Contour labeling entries
----

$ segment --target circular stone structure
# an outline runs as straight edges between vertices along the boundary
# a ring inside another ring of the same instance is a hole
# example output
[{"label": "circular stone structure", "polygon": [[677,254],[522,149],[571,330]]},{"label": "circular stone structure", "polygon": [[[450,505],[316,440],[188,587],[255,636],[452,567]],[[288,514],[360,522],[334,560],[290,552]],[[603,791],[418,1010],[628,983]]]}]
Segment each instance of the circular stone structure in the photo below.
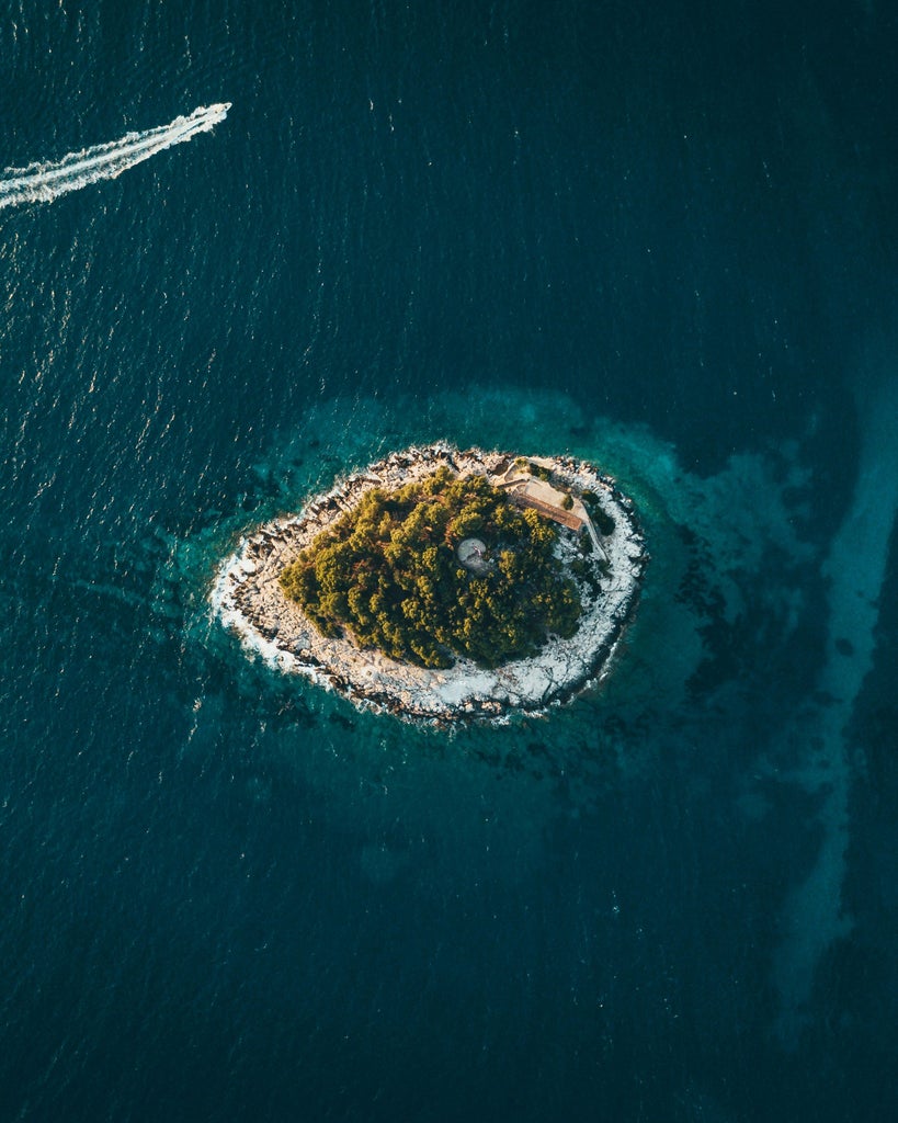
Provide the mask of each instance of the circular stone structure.
[{"label": "circular stone structure", "polygon": [[[557,523],[556,555],[581,604],[570,638],[549,636],[534,655],[496,668],[457,657],[451,667],[429,669],[360,648],[346,634],[322,636],[284,594],[278,578],[285,567],[367,491],[395,491],[443,466],[458,476],[486,477],[519,508]],[[360,709],[434,723],[496,721],[544,711],[607,674],[635,611],[647,563],[631,501],[594,466],[434,444],[393,453],[309,500],[297,514],[242,539],[219,569],[211,601],[248,650],[281,672],[338,691]]]}]

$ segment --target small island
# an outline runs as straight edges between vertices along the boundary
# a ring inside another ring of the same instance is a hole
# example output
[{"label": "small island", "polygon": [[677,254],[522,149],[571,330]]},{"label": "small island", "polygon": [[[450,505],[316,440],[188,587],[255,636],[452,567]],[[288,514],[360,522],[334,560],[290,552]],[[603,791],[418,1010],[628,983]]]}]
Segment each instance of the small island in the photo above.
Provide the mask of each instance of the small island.
[{"label": "small island", "polygon": [[359,706],[496,720],[607,673],[647,560],[590,465],[430,445],[245,539],[212,600],[246,646]]}]

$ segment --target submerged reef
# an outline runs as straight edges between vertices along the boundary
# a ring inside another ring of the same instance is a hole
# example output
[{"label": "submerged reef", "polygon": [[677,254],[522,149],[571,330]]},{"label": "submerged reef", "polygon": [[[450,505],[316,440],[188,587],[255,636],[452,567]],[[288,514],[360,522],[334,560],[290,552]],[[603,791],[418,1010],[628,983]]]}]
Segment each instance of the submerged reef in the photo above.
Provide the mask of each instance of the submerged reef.
[{"label": "submerged reef", "polygon": [[495,720],[607,673],[647,560],[593,466],[434,444],[244,539],[212,601],[248,649],[358,706]]}]

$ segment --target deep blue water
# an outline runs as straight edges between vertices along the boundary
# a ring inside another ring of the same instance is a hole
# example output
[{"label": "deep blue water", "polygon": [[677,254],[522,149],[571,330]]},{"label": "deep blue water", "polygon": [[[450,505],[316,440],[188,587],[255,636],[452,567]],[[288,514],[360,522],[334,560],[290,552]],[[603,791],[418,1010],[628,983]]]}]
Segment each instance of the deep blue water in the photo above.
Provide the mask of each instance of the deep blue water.
[{"label": "deep blue water", "polygon": [[[894,1112],[898,21],[787,7],[0,19],[0,165],[232,102],[0,210],[0,1119]],[[605,691],[448,737],[217,626],[436,437],[631,489]]]}]

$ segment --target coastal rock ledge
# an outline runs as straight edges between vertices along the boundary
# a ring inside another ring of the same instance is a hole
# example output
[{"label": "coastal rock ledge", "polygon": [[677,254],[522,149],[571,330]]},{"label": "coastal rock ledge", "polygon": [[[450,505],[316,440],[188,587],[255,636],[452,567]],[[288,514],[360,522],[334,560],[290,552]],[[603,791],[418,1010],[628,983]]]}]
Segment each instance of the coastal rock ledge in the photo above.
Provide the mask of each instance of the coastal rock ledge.
[{"label": "coastal rock ledge", "polygon": [[[285,596],[278,583],[285,566],[365,492],[396,490],[443,465],[457,475],[486,476],[519,505],[534,506],[559,523],[557,553],[581,601],[579,623],[569,639],[549,636],[532,657],[495,669],[465,658],[447,669],[427,669],[361,649],[348,638],[324,638]],[[553,493],[569,496],[563,506],[553,506]],[[587,536],[590,541],[584,544]],[[393,453],[311,499],[299,514],[275,519],[242,539],[222,564],[211,601],[224,627],[236,631],[249,651],[278,670],[338,691],[359,709],[432,723],[496,721],[566,702],[607,674],[635,611],[647,563],[631,501],[597,468],[567,457],[523,458],[434,444]]]}]

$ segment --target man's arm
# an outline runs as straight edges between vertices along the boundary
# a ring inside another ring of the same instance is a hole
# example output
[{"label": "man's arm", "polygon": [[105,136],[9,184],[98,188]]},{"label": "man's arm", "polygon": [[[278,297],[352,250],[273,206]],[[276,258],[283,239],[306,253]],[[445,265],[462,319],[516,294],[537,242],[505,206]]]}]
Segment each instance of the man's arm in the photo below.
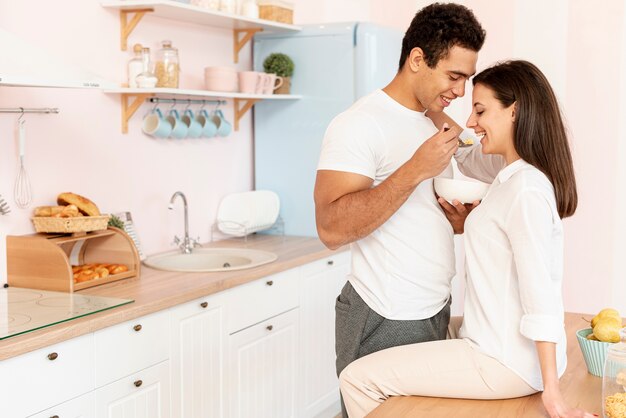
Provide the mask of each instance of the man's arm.
[{"label": "man's arm", "polygon": [[441,173],[457,149],[454,129],[439,131],[376,187],[369,177],[319,170],[315,219],[322,242],[335,249],[371,234],[385,223],[424,180]]}]

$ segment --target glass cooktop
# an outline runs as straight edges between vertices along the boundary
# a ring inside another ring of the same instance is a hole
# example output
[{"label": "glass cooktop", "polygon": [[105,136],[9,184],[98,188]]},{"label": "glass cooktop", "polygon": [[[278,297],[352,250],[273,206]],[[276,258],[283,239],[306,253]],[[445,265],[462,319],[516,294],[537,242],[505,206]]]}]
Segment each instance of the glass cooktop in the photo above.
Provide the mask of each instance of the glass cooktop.
[{"label": "glass cooktop", "polygon": [[19,287],[0,289],[0,340],[131,302]]}]

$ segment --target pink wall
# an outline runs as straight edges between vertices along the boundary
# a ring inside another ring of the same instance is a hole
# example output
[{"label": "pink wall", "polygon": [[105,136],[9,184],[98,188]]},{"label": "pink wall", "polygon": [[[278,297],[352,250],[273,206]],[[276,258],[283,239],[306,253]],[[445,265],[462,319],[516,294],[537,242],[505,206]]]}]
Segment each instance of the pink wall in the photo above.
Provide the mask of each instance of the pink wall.
[{"label": "pink wall", "polygon": [[[119,15],[98,1],[1,0],[0,27],[105,79],[121,82],[126,77],[130,54],[119,49]],[[240,63],[233,64],[230,31],[173,20],[145,17],[129,44],[141,42],[154,51],[163,39],[172,40],[179,49],[183,88],[202,88],[205,66],[251,66],[249,45]],[[0,88],[0,107],[20,106],[58,107],[61,113],[27,115],[26,168],[34,200],[26,210],[18,209],[12,199],[17,115],[0,114],[0,194],[12,209],[9,216],[0,216],[0,272],[6,264],[4,236],[32,232],[32,207],[54,204],[60,192],[84,194],[106,213],[131,211],[144,250],[150,254],[172,248],[174,234],[182,233],[182,205],[178,202],[173,211],[167,209],[176,190],[189,200],[190,232],[208,241],[221,197],[253,187],[251,113],[242,119],[239,132],[229,137],[174,141],[142,134],[141,118],[149,104],[130,121],[129,133],[122,134],[119,95]],[[232,121],[232,101],[225,115]],[[0,273],[0,281],[4,280]]]}]

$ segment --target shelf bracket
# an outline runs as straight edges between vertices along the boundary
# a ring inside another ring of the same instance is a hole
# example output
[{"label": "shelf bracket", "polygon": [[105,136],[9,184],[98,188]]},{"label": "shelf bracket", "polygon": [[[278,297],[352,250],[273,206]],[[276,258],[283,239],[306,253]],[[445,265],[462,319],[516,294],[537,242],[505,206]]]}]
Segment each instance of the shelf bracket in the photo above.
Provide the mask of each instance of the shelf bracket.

----

▶ _WHAT YOU SHOULD DO_
Write out the material from its first line down through the line containing "Provide the mask of each instance of the circular", with both ends included and every line unchanged. Leave the picture out of your answer.

▶ _TASK OUTPUT_
$ segment --target circular stone structure
# an outline runs as straight edges between vertices along the boundary
# a ring inside another ring of the same instance is a hole
# example output
[{"label": "circular stone structure", "polygon": [[677,254],[522,149],[571,330]]},{"label": "circular stone structure", "polygon": [[[450,505],[316,440],[188,587],[255,636],[452,567]],[[288,514],[360,522],[334,560],[290,552]],[[603,791],[418,1010],[628,983]]]}]
Segment each instance of the circular stone structure in the photo below.
Provide the mask of each instance of the circular stone structure.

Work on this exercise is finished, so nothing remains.